» What is asked: Reproduce the data below, substituting "locate_object" for each occurrence of "point_to" and keeping every other character unchanged.

(Coordinate annotation data)
# # # #

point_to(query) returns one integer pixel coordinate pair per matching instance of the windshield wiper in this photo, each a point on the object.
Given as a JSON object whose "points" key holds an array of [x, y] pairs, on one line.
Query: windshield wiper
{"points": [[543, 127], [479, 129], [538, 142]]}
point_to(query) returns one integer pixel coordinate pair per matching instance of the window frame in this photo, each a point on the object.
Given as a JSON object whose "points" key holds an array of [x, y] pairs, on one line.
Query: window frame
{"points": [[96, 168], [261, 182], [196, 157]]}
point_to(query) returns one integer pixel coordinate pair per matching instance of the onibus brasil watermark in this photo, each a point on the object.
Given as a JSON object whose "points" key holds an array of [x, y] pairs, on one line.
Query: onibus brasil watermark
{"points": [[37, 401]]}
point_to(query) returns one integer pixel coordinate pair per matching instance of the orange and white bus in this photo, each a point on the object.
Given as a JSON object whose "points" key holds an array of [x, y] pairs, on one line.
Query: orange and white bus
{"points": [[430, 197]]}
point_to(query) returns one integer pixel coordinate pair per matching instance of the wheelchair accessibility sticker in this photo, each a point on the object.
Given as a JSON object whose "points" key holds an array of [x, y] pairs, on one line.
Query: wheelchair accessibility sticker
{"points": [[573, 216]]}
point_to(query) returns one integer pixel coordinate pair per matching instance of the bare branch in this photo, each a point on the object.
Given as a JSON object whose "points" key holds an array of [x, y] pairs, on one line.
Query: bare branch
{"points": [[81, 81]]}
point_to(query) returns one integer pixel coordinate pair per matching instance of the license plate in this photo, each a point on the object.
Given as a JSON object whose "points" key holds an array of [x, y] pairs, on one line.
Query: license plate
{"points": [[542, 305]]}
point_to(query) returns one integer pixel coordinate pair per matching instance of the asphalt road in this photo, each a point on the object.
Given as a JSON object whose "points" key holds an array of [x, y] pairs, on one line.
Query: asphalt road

# # # #

» Expected answer:
locate_object(query) returns one integer pixel coordinate pair per matching instance of the windshield wiper in this photo, each a point on the object.
Given as a JSON object whose "points" key holds an array of [x, y] pairs, on one line.
Query: windshield wiper
{"points": [[543, 127], [479, 129], [538, 142]]}
locate_object(query) returns one integer pixel coordinate pair per matching instance of the window frame in this photo, each a point on the object.
Given as a JSON object whose "points" key holds an array of [x, y] pairs, on one line.
Query: window frame
{"points": [[96, 168], [261, 182], [196, 157]]}
locate_object(query) returns one integer pixel coordinate pair per matching instance of the onibus brasil watermark in this photo, each a point on the object.
Given as a JSON object whose "points" key holds an array of [x, y] pairs, on one line.
Query: onibus brasil watermark
{"points": [[37, 401]]}
locate_object(query) returns one integer pixel coordinate pair per matching instance of the orange and white bus in this photo, each a point on the object.
Given as a JSON object whose "points" key holds an array of [x, y] pairs, on one line.
Query: orange and white bus
{"points": [[430, 197]]}
locate_object(query) returns one integer pixel coordinate pair per matching instance of the wheelchair accessibility sticker in this photo, each a point on the object.
Given as a JSON object whose "points" key holds an array of [x, y] pairs, on one line.
Query: wheelchair accessibility sticker
{"points": [[573, 216]]}
locate_object(query) returns one integer pixel coordinate pair per matching instance of the bare branch in this photo, each a point on the object.
Given as a JSON object whose "points" key holds an array of [x, y] pairs, on one line.
Query: bare branch
{"points": [[81, 81]]}
locate_object(query) returns one integer pixel coordinate pair per matching instance of the license plate in this photo, each a point on the object.
Given as a JSON object whose "points" key holds an array of [x, y] pairs, on one line.
Query: license plate
{"points": [[542, 305]]}
locate_object(query) returns one integer pixel coordinate pair per matching instance of the asphalt road in this photo, each a point on the object.
Given as a JSON object whose "points" key holds an array of [x, y] pairs, on one line.
Query: asphalt road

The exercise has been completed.